# Stated problem
Rewrite these lines with "verify" switched to "confirm" and everything else unchanged, leaving out the pictures.

begin

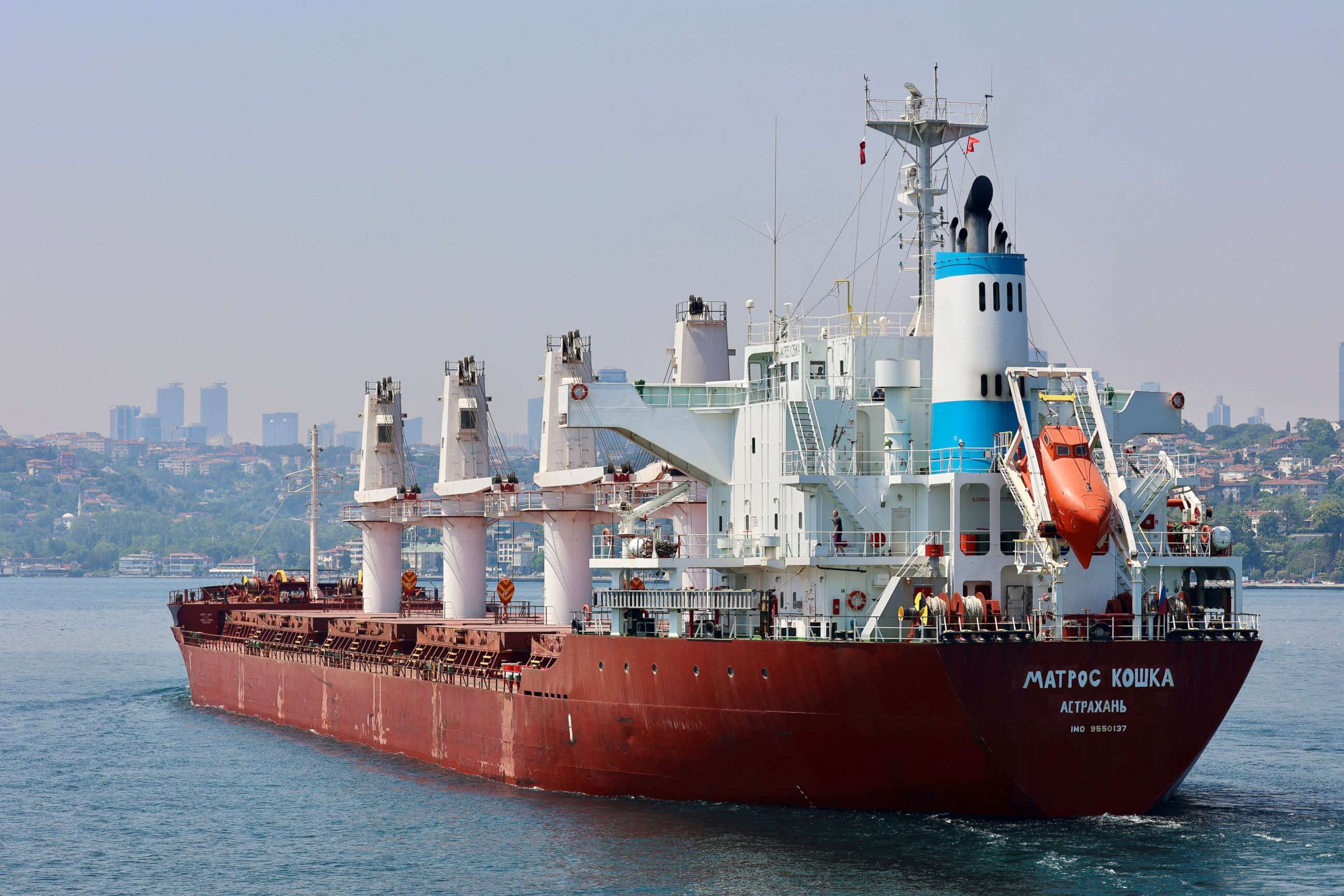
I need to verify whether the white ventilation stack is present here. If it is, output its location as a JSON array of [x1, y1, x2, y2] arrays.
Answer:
[[355, 377, 406, 612], [672, 296, 733, 383], [434, 357, 491, 619]]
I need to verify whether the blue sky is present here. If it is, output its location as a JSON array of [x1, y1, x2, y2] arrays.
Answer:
[[0, 3, 1344, 438]]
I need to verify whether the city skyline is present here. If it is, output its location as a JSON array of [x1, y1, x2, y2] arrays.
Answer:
[[0, 3, 1344, 441]]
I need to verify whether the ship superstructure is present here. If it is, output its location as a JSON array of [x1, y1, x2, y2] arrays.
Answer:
[[173, 79, 1259, 816]]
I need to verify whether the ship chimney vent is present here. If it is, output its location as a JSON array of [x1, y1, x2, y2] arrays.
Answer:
[[962, 175, 995, 253]]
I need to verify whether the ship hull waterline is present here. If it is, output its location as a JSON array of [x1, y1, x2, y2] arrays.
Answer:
[[179, 635, 1259, 817]]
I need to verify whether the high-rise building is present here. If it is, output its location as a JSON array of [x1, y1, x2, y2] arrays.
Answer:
[[107, 404, 140, 442], [1204, 395, 1233, 430], [136, 414, 164, 442], [402, 416, 425, 445], [200, 383, 229, 435], [261, 411, 298, 447], [1336, 343, 1344, 423], [527, 398, 542, 451], [155, 382, 187, 442]]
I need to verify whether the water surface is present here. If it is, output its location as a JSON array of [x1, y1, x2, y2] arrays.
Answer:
[[0, 579, 1344, 896]]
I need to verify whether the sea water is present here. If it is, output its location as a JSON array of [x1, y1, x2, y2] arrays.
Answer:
[[0, 579, 1344, 896]]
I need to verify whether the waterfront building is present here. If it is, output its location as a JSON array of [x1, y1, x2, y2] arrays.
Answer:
[[117, 551, 159, 576], [163, 551, 214, 576], [200, 383, 229, 435], [261, 411, 298, 447], [107, 404, 140, 442]]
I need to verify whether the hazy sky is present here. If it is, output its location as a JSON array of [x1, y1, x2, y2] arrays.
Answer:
[[0, 3, 1344, 439]]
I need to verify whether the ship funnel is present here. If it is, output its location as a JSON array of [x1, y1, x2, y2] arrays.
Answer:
[[962, 175, 995, 253]]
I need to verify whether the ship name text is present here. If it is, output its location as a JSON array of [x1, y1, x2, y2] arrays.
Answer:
[[1021, 666, 1176, 688]]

end

# Response for this exercise
I need to confirm whether the white ventilation stack is present here. If it is, output its location as a JSON array of [x1, y1, x2, y2] arrays.
Answer:
[[355, 377, 406, 612], [672, 296, 733, 383], [434, 357, 491, 619]]
I need to confirm whether the blue sky is present here. If it is, output its location as a JSON array of [x1, y1, x2, y2] arrays.
Answer:
[[0, 3, 1344, 438]]
I need to confirm whether the city skyline is present here. If it is, output its location as a JSON array of [x1, y1, x2, y2] arrays.
Answer:
[[0, 3, 1344, 441]]
I need to confirm whether the ship superstructure is present here. If it is, output its location as a JSON array of [x1, y1, x2, y2] arrays.
Answer:
[[173, 79, 1259, 816]]
I need to confirm whether the ship chimney vent is present here. If it is, output its location as a JSON array of [x1, y1, x2, y2] arrays.
Answer:
[[962, 175, 995, 253]]
I need to confirm whether the ship hull waterline is present here. If it is, output its location as a JSON array of [x1, y1, x2, y2] arrays.
Answer:
[[179, 635, 1259, 817]]
I need to confirm whether the high-rise building is present here. If it is, output its location as a JSON array of [x1, y1, x2, y2] arrays.
Answer:
[[107, 404, 140, 442], [1204, 395, 1233, 430], [136, 414, 164, 442], [402, 416, 425, 445], [200, 383, 229, 435], [261, 411, 298, 447], [1336, 343, 1344, 423], [527, 398, 542, 451], [155, 382, 187, 442]]
I need to confirm whether the water surface is present here. If it is, output its location as a JSON array of [x1, y1, x2, y2] arrays.
Answer:
[[0, 579, 1344, 896]]
I need to confirm whether the sea water is present here. If it is, output its location as a JSON array of [x1, y1, x2, y2] arrays.
Answer:
[[0, 579, 1344, 896]]
I need to confirm whether the waterfront building is present here. If it is, output its location as a JSON array of [x1, y1, x2, y2] arrays.
Answer:
[[117, 551, 159, 576], [163, 551, 214, 576], [200, 383, 229, 435], [261, 411, 298, 447], [107, 404, 140, 442]]
I need to confirm whether the hazy sky is present here. If it is, output its location as a JSON array of [x1, y1, x2, y2] arrays.
Answer:
[[0, 3, 1344, 439]]
I need to confirm whether the ship funnel is present here. If it is, output its location as a JSON array of [x1, y1, x2, y2] arrays.
Answer:
[[962, 175, 995, 253]]
I need to confirm whether the ship name text is present here. If it is, output its location as a JSON array of [x1, y1, x2, y2] arrays.
Answer:
[[1021, 666, 1176, 688]]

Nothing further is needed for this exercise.